• [REQUIRED TASK]:
In every one of the following records, switch "innermost point" to "most central point" and leave every other line and word as it stands.

• [Pointing data excerpts]:
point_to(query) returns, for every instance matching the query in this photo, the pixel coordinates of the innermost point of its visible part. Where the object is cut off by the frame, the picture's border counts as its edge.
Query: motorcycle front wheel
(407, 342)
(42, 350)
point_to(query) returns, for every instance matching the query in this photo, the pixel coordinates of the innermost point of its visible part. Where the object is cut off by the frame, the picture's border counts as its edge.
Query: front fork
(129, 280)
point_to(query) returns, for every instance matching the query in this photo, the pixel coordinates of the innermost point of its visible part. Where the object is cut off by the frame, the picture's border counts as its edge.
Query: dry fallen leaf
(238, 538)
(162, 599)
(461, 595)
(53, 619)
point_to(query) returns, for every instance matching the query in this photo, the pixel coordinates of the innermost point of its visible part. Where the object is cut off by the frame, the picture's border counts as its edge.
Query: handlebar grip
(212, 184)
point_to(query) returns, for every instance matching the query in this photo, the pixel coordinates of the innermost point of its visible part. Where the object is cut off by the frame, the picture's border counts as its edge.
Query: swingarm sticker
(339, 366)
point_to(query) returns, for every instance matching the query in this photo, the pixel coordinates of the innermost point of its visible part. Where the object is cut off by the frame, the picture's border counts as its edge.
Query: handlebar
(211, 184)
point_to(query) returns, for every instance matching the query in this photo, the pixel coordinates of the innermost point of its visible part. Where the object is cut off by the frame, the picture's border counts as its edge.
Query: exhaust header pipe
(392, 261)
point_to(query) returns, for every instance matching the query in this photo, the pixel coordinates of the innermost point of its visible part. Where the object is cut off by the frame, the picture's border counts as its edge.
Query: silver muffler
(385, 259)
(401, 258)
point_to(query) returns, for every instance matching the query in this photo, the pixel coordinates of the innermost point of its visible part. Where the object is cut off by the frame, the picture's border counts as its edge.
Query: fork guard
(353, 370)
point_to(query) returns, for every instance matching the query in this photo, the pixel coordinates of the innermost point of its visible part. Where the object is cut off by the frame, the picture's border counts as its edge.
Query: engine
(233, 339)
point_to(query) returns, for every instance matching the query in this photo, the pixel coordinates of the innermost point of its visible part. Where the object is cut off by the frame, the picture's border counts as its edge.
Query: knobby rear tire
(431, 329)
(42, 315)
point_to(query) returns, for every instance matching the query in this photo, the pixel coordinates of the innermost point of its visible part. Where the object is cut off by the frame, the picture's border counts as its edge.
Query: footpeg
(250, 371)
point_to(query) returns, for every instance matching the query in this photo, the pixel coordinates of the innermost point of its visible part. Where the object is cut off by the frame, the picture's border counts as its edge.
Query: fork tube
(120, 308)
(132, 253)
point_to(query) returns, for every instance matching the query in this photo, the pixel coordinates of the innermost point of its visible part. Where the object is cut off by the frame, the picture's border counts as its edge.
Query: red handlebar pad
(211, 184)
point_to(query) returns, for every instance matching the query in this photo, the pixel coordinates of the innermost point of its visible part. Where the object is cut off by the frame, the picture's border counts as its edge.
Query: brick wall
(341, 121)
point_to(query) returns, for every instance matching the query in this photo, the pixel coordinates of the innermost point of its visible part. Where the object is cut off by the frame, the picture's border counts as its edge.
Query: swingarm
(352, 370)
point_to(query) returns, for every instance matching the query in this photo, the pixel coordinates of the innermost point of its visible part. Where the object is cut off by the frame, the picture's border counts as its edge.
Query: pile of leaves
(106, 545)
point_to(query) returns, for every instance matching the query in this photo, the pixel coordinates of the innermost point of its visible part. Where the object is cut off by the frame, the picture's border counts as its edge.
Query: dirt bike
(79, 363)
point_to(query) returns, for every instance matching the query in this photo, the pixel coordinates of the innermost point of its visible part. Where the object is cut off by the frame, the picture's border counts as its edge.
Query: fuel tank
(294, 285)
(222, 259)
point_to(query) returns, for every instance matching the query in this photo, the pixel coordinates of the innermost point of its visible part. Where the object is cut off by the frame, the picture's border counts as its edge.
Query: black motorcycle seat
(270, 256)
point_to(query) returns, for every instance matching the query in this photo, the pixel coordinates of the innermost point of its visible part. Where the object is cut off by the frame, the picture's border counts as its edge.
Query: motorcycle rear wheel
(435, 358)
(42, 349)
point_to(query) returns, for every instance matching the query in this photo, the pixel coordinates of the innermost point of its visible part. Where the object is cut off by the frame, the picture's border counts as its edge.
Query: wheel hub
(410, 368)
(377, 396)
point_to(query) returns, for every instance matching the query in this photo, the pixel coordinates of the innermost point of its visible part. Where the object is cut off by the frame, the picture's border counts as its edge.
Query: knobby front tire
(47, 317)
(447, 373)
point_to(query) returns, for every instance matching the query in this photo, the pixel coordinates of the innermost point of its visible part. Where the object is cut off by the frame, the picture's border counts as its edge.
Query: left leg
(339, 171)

• [OUTPUT OF THE EXERCISE]:
point_to(query) returns, for every instance matching the query in this photo, the pixel coordinates of the most central point of its visible part. Where the object is cut off by the frame, the picture's border counts as its edge.
Query: motorcycle front wheel
(407, 342)
(42, 350)
point_to(query) returns, for every instance matching the query in this photo, the pixel coordinates of the most central point of its visible part. Where the object is cut off by the frame, the picture's border counts as its edge.
Query: front fork
(129, 280)
point_to(query) returns, for every instance matching the query in this photo, the pixel coordinates of the most central point of its visible part. Where the object is cut off by the frame, the picture's border counts as its edge.
Query: dry fallen leaf
(238, 538)
(162, 599)
(461, 595)
(53, 619)
point_to(query) returns, for every instance matching the query in this photo, the pixel coordinates of the most central point of its visible part. Where the object is cut off by the frame, the picture's border counts as its edge.
Query: handlebar grip
(212, 184)
point_to(query) returns, for every instance matching the query in this photo, the pixel coordinates of the most central point of its visible part. Where the object is cut off by the frame, the picture's border counts as its edge.
Query: swingarm sticker
(339, 366)
point_to(query) returns, for every instance matching the query in this photo, the pixel coordinates of the most central point of its visible part. Where the object is cut off by the frame, the picture's border counts as its edge.
Query: handlebar
(211, 184)
point_to(query) returns, for every instance matching the query in this photo, the pixel coordinates of the most central point of its visible part. Where the object is cut off by the frame, the picture's border counts as its edge.
Query: exhaust header pipe
(392, 261)
point_to(query) returns, for every instance matching the query in this photo, the pixel coordinates of the most central point of its visible part. Where the object is cut off by the frame, the picture's border counts as its edge.
Query: silver muffler
(385, 259)
(401, 258)
point_to(query) returns, for every instance matching the query in this photo, the pixel coordinates of the most central point of its visible part. Where the object is cut off by the frame, the picture's border counts as its edge.
Query: fork guard
(353, 370)
point_to(query) returns, for every instance matching the query in this photo, the pixel coordinates of the most central point of its visible part. Where the object is cut off by the frame, the picture's border counts as its edge.
Query: engine
(233, 339)
point_to(query) returns, for every instance matching the query in this photo, the pixel coordinates of the most central point of its visible part. Where the object is cut off by the frame, the picture's border counts as its edge.
Query: knobby rear tire
(431, 329)
(42, 315)
point_to(query) returns, for every instance matching the query in this photo, the pixel coordinates of the most central point of its visible part. Where the object is cut off by the frame, the picture's border counts as its edge.
Query: footpeg
(250, 371)
point_to(query) returns, for every instance matching the query in this photo, the pixel coordinates of the most central point of its visible part. Where the object is cut off by the frame, the picture's border counts as its edge.
Query: fork tube
(120, 308)
(132, 253)
point_to(query) returns, for every instance matching the query in this photo, the pixel coordinates of the most central point of its visible part. Where the object is cut off by the frame, the picture's border counts as its edge.
Query: red handlebar pad
(211, 184)
point_to(query) returns, for every instance matching the query in this photo, the pixel coordinates of the most central point of its visible part. Where the object is cut off by the frame, the picture's border counts as its edge.
Query: brick wall
(341, 121)
point_to(query) returns, for every instance matching the query in this photo, the pixel coordinates of the most central point of its visible part. Where the object is cut off by the frame, the picture's border counts as its edge.
Query: swingarm
(352, 370)
point_to(query) returns, for every instance matching the query in this photo, the pixel coordinates of the most central point of its visible part. Where the object is cut off by the frame, the picture's border counts as its edge.
Query: pile of leaves
(106, 545)
point_to(query) returns, for every instance matching the query in this photo, the pixel coordinates of the most central point of its visible part. Where the object is cut off by the frame, the picture's border counts as its edge.
Query: dirt bike
(79, 363)
point_to(query) returns, for every instance matching the query in this photo, the pixel coordinates of the most central point of its visible part. Where the object is cut off by the frame, the picture's border counts as its edge.
Query: fuel tank
(294, 285)
(222, 259)
point_to(query) returns, for every instance matching the query in this photo, the pixel coordinates of the most central point of its visible part. Where the object is cut off by the frame, the picture's border counts as its edge.
Query: black motorcycle seat
(270, 256)
point_to(query) returns, for every instance matching the query in this photo, the pixel coordinates of the most central point of its visible part. Where the object is cut off by the frame, the picture's border counts as its edge.
Query: motorcycle rear wheel
(435, 358)
(42, 349)
point_to(query) returns, for every instance matching the query in this photo, the pixel coordinates of the most central point of its visible part. Where the object is cut off by the frame, the picture's border counts as its edge.
Query: wheel hub
(410, 368)
(377, 396)
point_to(query) returns, for every instance matching the query in this photo, the pixel coordinates of the most central point of its visible part. Where the object is cut off by the frame, the picture's border counts as its edge.
Query: knobby front tire
(47, 317)
(447, 373)
point_to(query) returns, for every instance matching the query in this photo, the pixel coordinates of the most central point of its visible part. Where the object is cut off by the frame, the picture's border counts as its edge.
Query: left leg
(339, 171)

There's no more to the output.